PAGE EXCERPT —
* * * * * * * * *

# Hong Cong Fly Reel



## permitchaser (Aug 26, 2013)

Thought you like to see what I purchased for my grandson. I also purchased a rod that cast like a rocket. This reel is CNC 6061 Aluminum and is made in the plant that Orvis, TFO and many other reels are made. The only difference is buying direct was the price. This is an excellent reel with a sealed drag


----------



## HighPlainsDrifter (Aug 13, 2013)

Whats up with the foot?


----------



## Flyman28 (Nov 19, 2015)

Pretty but that sure looks like a line grabbing nightmare on the bottom!


----------



## ifsteve (Jul 1, 2010)

That isn't right.....


----------



## coconutgroves (Sep 23, 2013)

HighPlainsDrifter said:


> Whats up with the foot?


What's up with that green background? Looks like an old school linoleum table or floor. The reel looks like it was made in China.


----------



## MariettaMike (Jun 14, 2012)

Everybody has to start somewhere, and if your grandson sticks with the sport he will someday realize that grandpa didn't just give him a POS reel, but an opportunity to learn the most aristocratic method of fishing. Like they say "Its the thought that counts."


----------



## permitchaser (Aug 26, 2013)

I knew I get some reaction to a Chinese reel. I took it and cranked down the drag and got 7-8 lbs. of pull with my Boga. I have fly fished all my life and found this reel well built and will last him a life time
But your welcome to question my judgment, call me a commie, our a non child of God. I find it entertaining

The green is construction paper


----------



## Wolffie (Nov 4, 2015)

View attachment 3374
You didn't say what age or line weight. Honestly. That doesn't look too bad! Certainly looks more functional than the Martin 63 that I had as a kid... it's probably a pretty decent reel. It may not last as long as a Nautilus or Tibor. Probably not the reel of choice for tarpon or bonefish. But really why not?


----------



## permitchaser (Aug 26, 2013)

* * * * * * * * *

SUPPLIED INFORMATION —
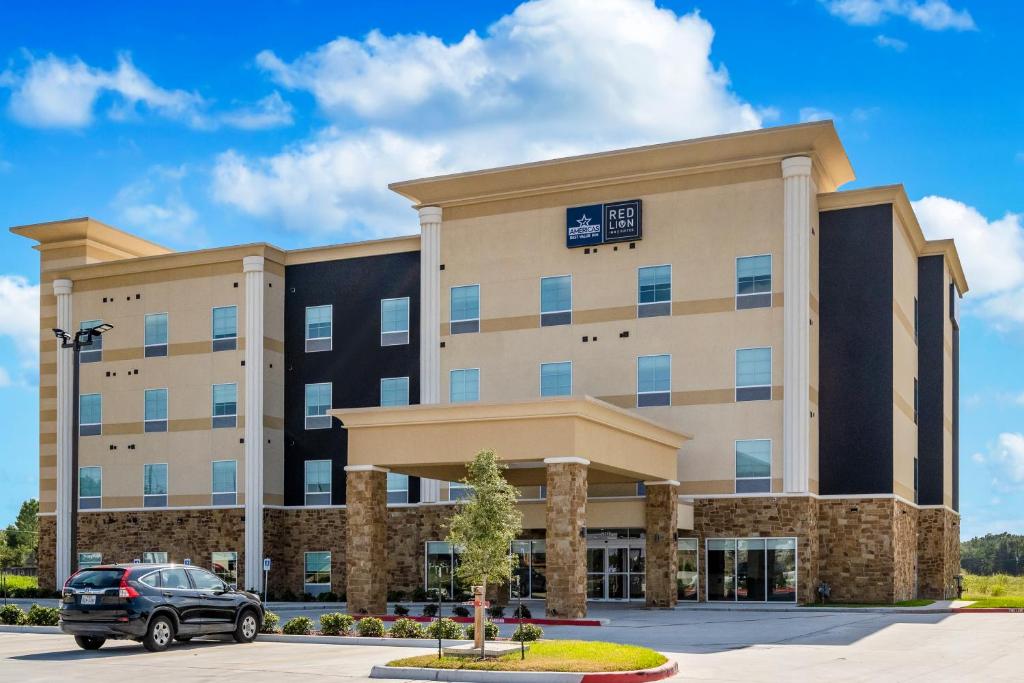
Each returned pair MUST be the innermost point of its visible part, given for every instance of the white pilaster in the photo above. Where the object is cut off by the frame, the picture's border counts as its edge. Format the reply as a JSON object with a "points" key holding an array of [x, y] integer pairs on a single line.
{"points": [[797, 287], [430, 322], [66, 359], [253, 267]]}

* * * * * * * * *

YOUR TASKS —
1. Which distinct usernames appear as post authors in the fly reel thread?
2. Write what comes next in the fly reel thread, picking up after its final line.
The material has nothing to do with the fly reel forum thread.

FINAL RESULTS —
1. permitchaser, HighPlainsDrifter, Flyman28, ifsteve, coconutgroves, MariettaMike, Wolffie

2.
Wolffie said:


> View attachment 3374
> You didn't say what age or line weight. Honestly. That doesn't look too bad! Certainly looks more functional than the Martin 63 that I had as a kid... it's probably a pretty decent reel. It may not last as long as a Nautilus or Tibor. Probably not the reel of choice for tarpon or bonefish. But really why not?


 Thanks it's an 8 wt. They may make Nautilus and Tibor they sure look alike. I have had a Scientific Angler 7 wt. reel for 30 years caught Red Fish, Bone Fish and Permit on it plus 30" Char and Rainbows in Alaska and the Chinese reel looks better. I wonder if ya'll know what CNC 6061 means


----------



## bananabob (Jun 3, 2015)

Those snobs probably don't have a clue how many Asian products they actually use everyday. Can you say "cell phone"? for one. If Tibor or Sage made a phone it would be $4500 at least.
I've been curious about those myself, since I'm not an over paid doctor, lawyer, corp. snob etc.
Thanks for the post permit.


----------



## Vertigo (Jun 3, 2012)

I've been using similar Chinese 8 and 5 wt reels for about a year now. I fish 3 or more times a week all year round in the salt. The reels have functioned perfectly and look like new. 

Criticize all you like, but the laws of economics will prevail. "Make a better mousetrap and the world will beat a path to your door" - Ralph Waldo Emerson


----------



## Wolffie (Nov 4, 2015)

Did you find it on EBay? I'm curious. Have a link? You can PM if you'd rather not advertise. 

6061 is a good general purpose aluminum that is corrosion resistant and easy to work. In its forged and anodized form it makes the receivers for my other favorite toys...

I must be an underpaid Dr, because I can appreciate it...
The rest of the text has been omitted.